• **What you will do**: Nothing in the records should be altered; retype them all exactly.

• **Records for processing**:
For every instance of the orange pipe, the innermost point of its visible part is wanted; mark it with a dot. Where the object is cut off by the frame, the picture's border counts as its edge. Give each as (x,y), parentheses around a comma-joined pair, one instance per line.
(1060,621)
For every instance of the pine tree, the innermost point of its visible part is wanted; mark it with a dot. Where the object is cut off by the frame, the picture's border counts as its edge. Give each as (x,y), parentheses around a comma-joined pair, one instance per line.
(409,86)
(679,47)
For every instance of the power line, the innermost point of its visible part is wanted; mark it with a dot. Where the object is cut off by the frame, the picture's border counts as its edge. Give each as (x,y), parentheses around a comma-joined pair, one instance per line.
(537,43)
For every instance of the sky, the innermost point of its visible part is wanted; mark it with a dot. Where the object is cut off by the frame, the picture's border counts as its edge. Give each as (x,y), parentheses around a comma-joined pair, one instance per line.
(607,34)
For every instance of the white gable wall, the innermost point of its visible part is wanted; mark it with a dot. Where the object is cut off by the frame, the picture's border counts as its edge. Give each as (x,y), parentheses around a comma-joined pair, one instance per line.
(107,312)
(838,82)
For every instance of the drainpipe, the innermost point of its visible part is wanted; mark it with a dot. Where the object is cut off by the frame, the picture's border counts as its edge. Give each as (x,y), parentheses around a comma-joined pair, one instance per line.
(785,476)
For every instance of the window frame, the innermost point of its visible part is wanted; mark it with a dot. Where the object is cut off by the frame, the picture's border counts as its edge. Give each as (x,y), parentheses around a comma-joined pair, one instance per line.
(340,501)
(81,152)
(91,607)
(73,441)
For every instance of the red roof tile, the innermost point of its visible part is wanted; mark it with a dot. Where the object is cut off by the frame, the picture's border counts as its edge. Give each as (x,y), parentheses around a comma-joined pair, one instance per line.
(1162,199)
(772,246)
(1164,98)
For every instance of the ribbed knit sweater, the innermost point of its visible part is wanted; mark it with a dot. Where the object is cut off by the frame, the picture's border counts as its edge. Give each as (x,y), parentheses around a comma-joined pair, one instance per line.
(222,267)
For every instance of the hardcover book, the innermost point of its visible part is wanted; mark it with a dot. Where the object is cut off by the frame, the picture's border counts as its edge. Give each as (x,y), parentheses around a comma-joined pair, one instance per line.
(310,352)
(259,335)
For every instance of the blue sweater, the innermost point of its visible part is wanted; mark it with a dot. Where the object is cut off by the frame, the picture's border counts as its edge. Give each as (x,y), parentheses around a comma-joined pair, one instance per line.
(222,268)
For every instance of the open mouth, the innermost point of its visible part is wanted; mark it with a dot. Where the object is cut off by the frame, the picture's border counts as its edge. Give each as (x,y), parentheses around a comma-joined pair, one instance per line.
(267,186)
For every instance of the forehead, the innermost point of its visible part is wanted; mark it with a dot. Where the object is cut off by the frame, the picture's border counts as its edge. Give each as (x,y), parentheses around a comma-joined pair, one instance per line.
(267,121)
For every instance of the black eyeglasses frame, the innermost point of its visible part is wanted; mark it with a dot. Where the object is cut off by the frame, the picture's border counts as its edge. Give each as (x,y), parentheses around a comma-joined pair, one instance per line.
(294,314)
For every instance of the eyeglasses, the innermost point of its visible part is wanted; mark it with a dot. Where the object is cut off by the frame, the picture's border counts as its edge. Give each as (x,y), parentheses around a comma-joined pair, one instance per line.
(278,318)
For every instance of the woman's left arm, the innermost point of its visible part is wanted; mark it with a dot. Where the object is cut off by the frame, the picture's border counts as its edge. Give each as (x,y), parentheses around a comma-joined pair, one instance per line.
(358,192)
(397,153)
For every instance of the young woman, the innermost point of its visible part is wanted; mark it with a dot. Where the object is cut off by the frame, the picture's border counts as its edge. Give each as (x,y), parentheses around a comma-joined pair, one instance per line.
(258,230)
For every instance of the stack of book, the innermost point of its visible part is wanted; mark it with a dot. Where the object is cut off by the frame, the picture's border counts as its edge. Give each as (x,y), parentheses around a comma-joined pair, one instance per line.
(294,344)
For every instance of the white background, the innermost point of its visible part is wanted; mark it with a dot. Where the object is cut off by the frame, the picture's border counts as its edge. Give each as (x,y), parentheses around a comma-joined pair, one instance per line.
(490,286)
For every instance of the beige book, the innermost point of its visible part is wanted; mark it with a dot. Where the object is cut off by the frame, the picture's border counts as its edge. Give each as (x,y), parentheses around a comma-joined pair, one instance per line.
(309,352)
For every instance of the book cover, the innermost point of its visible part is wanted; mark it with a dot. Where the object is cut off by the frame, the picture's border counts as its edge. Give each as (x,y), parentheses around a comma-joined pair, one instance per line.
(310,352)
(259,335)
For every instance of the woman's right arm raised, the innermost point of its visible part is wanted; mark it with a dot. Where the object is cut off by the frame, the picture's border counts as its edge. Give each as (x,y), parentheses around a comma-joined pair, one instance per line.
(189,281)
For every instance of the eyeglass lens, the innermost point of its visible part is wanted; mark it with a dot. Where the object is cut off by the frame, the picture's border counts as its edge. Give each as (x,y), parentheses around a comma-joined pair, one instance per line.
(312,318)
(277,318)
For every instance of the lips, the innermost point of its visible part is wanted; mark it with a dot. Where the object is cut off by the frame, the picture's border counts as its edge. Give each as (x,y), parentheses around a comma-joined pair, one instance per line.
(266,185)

• **Reply to the exercise**:
For every instance of the orange pipe, the innermost point of its visible part is wanted; mark it with a dot. Where the object is cut off by the frame, the picture's border counts as its edge. Give each as (x,y), parentheses around a comma-joined pair, one instance per line.
(1060,621)
For every instance of the pine tree, the innermost point of its visible part is wanted; mark it with a dot. Where the object is cut off by the frame, the picture's border counts as its edge. Give each as (x,y), parentheses around a comma-joined pair, one instance per line.
(409,86)
(679,47)
For every instance of the power line, the innermost point of its visible part is wanted; mark it with a dot. Where the object is cut off by the frame, the picture's border counts as its edge. Give each as (x,y), parentheses around a comma-joined pair, one instance per line.
(537,43)
For every instance of the sky, the innermost point of its visible part is wanted; mark it with a dot. Where the object is cut off by the frame, the picture's border counts as its edge. Give each as (x,y), parentheses around a comma-joined pair, one instance per line.
(607,34)
For every instance of the white gable wall, the innermost point of its visible part is wanted; mark it with a dot. Where the object is cut off by the frame, the picture's border counts as its edge. Give each as (x,y), parentheses around a comma-joined pair, one instance per line.
(107,312)
(838,82)
For every instance of the drainpipe, the innermost point of its visible part is wanted; mark it with a dot. Where the object is cut off by the frame, the picture's border counts as its edge. Give each as (x,y), parentheses around a comma-joined pair, one instance per line.
(785,476)
For every instance of the window frame, the innermost point of its visible part is wanted; mark it with a dot. Where the object is cut off by the frame, the picture's border counts as its edge. Give each as (x,y), parentheses around a comma-joined pair, one instance per line.
(340,501)
(81,152)
(91,607)
(73,441)
For every instance of the red roof tile, the innermost point of its visible part is wanted; mark it with a dot. Where the object is cut off by the frame, the picture's border counts as its edge. Give each as (x,y), parentheses around a comma-joined pair, one instance per line.
(1162,199)
(772,246)
(1164,98)
For every instance of the ribbed knit sweater, the innermost point of its visible part is wanted; mark it with a dot. Where the object is cut off by the frame, the picture's border counts as its edge. Give each as (x,y), parentheses around a comma-joined pair, one instance per line.
(222,267)
For every instance of the hardcover book, the innermost point of its visible part is wanted; mark it with a dot. Where the object is cut off by the frame, the picture's border counts as its edge. Give each as (x,y), parentheses around a comma-joined pair, one instance per line.
(310,352)
(259,335)
For every instance of the blue sweater, the innermost point of its visible part is wanted; mark it with a dot. Where the object is cut off by the frame, the picture's border counts as its edge. Give each as (x,y), parentheses around a comma-joined pair, one instance per line.
(222,268)
For every instance of the open mouth, the innermost point of its visible part is wanted; mark it with a dot. Where the object is cut off by the frame, the picture's border counts as its edge. Give each as (x,y), parentheses around a comma-joined pair, one instance per line.
(267,186)
For every instance of the forehead, the innermost point of its visible part is wanted; mark it with a dot. Where the object is cut off by the frame, the picture's border counts as its edge. Give each as (x,y), parentheses around a comma-joined pair, one instance per line.
(267,121)
For every instance of the black eyeglasses frame, the innermost point of its visible part is wanted; mark it with a dot. Where the object is cut off by the frame, the picture's border counts as its edge. Give each as (x,y), parentheses around a comma-joined pair, one instance per line.
(294,314)
For every instance of the eyeglasses, the innermost point of its visible part is wanted; mark it with a dot. Where the object is cut off by the frame, the picture's border counts as its edge. Give each as (x,y), parentheses around a comma-joined pair, one instance per line.
(278,318)
For every instance of the woman's left arm, the innermost point of its visible part is wanted; mark it with a dot. Where the object is cut off by the frame, the picture's border counts as its edge. Give each as (x,y), parentheses around a comma-joined pair, one instance per line.
(358,192)
(397,153)
For every instance of the young woman, the innermost point of its visible part is wanted; mark it with a dot. Where the object is cut off by the frame, the picture's border counts as its edge. Give each as (x,y), parentheses around a comma-joined pair, one instance per line.
(258,230)
For every instance of the stack of book, the innermost point of its visible part is wanted; mark it with a dot. Where the object is cut off by the frame, the picture's border counts as its edge. Give each as (x,y), parentheses around a comma-joined pair, one instance per line.
(294,344)
For every instance of the white background, the innermost point of its visible part is wanted; mark it with a dot. Where the object is cut off by the frame, the picture's border counts as its edge. Give each as (x,y), parentheses around a comma-joined pair, one instance per line.
(490,286)
For every instance of the beige book, the innermost point of its visible part is wanted; mark it with a dot. Where the object is cut off by the frame, the picture's border counts as its edge. Give each as (x,y), parentheses around a comma-joined pair, one instance per line.
(309,352)
For every instance of the book cover, the innermost point of its visible part is wanted; mark it with a dot. Where the object is cut off by the frame, the picture's border counts as its edge. Give each as (x,y), parentheses around a comma-joined pair, one instance per line.
(310,352)
(259,335)
For every instance of the woman's right arm raised, the innermost point of its visible part is wanted; mark it with a dot. Where the object is cut off by the frame, the picture's border counts as its edge. Give each as (x,y), parentheses around a comma-joined pair, one instance per line.
(189,281)
For every instance of the eyeglass lens, the innermost point of its visible part is wanted; mark it with a dot. Where the object is cut off by the frame, the picture's border counts as its edge. Give each as (x,y), parentheses around a comma-joined pair, one instance per line.
(312,318)
(277,318)
For every instance of the lips, the innermost point of its visible part is wanted; mark it with a dot. Where the object is cut off by the frame, the picture's border counts as its edge. Give each as (x,y), parentheses around a comma-joined pair, one instance per line.
(266,185)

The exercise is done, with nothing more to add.